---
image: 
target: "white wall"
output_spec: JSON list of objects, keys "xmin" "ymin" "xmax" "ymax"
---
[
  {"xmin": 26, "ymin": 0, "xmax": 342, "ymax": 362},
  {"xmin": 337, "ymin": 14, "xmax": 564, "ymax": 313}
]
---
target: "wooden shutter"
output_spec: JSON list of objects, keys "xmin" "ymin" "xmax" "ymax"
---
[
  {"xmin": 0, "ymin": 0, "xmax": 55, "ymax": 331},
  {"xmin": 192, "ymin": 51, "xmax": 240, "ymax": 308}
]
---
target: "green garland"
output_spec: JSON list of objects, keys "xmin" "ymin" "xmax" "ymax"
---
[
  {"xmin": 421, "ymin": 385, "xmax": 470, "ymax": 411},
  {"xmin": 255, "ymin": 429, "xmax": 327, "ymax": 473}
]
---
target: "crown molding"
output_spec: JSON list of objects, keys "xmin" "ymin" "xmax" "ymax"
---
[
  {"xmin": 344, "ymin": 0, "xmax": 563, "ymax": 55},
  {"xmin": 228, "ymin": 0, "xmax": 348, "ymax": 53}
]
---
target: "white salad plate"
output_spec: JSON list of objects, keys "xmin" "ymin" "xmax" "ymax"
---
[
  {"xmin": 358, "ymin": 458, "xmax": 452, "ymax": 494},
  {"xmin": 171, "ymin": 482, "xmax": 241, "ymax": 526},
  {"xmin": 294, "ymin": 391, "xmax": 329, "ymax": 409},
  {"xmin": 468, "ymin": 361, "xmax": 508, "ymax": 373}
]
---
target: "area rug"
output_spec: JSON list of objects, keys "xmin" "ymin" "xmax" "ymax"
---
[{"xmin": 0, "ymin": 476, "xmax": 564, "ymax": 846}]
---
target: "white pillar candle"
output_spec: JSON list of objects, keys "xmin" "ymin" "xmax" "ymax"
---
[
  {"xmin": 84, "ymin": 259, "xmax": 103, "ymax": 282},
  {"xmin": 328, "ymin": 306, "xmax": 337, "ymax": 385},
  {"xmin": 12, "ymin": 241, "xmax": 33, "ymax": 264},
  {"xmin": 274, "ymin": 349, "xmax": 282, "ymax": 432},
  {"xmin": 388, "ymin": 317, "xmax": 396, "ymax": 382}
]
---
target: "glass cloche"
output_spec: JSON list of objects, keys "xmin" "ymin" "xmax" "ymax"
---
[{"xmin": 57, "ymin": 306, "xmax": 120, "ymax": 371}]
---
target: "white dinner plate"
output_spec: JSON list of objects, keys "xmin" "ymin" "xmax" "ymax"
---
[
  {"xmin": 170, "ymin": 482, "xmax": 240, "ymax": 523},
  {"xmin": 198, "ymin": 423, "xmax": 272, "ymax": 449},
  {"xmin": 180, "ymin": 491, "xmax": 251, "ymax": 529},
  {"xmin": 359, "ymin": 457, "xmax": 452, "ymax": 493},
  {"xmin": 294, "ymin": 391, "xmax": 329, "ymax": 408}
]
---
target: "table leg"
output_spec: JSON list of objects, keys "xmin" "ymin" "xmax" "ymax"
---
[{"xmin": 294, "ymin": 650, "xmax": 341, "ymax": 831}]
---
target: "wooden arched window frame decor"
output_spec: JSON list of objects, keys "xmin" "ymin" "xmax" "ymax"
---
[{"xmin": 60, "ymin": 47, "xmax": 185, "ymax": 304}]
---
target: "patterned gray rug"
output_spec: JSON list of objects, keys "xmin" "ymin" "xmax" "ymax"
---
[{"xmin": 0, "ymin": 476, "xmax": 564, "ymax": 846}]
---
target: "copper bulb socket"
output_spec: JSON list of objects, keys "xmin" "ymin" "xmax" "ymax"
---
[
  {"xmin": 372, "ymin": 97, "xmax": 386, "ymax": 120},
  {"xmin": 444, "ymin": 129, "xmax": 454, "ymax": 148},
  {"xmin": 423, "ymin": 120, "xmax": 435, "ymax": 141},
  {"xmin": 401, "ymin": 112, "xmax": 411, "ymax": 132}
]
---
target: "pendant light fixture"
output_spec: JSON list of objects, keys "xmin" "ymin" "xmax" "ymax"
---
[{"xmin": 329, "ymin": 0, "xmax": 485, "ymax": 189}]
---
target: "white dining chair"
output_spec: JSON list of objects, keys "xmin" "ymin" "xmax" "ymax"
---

*PROBLEM TO WORK ON*: Count the lines in the listing above that contain the string "white", where case must match exactly. Reply with only that number.

*TASK RESPONSE*: 5